== Material for the task ==

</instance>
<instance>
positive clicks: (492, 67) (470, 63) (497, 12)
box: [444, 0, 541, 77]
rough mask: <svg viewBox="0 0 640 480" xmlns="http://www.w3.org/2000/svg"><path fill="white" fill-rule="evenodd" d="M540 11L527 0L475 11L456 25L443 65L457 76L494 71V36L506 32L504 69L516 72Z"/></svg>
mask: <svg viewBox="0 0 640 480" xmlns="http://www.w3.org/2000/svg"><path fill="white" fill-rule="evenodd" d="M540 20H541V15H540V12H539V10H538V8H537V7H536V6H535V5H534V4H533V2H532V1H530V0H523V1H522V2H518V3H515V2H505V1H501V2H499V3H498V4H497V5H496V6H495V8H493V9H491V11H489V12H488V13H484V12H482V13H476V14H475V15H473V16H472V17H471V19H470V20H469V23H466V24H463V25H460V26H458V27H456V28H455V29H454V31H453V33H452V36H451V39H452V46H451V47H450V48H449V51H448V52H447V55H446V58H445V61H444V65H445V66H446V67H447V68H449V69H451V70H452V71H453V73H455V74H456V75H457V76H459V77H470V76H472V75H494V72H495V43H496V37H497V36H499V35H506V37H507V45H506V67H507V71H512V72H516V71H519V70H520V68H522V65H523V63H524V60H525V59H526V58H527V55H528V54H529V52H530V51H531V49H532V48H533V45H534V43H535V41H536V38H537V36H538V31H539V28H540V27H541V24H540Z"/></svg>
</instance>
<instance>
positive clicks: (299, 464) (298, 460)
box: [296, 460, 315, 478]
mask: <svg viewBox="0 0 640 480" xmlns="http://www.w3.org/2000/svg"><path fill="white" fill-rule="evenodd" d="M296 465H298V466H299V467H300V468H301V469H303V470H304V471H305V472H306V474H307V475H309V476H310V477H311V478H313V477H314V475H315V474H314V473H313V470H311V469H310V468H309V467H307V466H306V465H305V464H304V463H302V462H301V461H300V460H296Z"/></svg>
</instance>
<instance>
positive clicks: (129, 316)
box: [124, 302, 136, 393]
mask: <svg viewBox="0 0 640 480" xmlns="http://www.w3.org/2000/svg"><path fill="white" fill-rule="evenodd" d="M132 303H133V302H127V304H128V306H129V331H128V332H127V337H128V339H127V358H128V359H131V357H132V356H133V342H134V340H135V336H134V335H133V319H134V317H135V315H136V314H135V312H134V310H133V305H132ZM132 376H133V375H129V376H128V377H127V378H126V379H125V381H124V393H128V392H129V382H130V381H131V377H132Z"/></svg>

===
== Material for the task ==

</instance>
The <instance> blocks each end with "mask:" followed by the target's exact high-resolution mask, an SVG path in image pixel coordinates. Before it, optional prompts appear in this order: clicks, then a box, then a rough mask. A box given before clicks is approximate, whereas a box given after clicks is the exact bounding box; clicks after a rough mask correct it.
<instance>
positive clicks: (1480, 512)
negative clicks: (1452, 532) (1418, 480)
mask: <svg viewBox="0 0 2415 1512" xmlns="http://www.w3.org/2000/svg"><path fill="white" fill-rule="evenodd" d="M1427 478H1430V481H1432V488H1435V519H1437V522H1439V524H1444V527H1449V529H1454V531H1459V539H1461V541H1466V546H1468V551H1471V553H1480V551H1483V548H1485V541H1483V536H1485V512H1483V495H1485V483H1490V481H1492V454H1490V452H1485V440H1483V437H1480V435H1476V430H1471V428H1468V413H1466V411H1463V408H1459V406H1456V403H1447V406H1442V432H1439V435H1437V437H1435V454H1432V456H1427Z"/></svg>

===

# What to produce:
Show a copy of each line from the records above in which the string "positive" occurs.

# Result for this task:
positive clicks: (492, 67) (470, 63) (497, 12)
positive clicks: (299, 464) (298, 460)
positive clicks: (129, 316)
positive clicks: (1480, 512)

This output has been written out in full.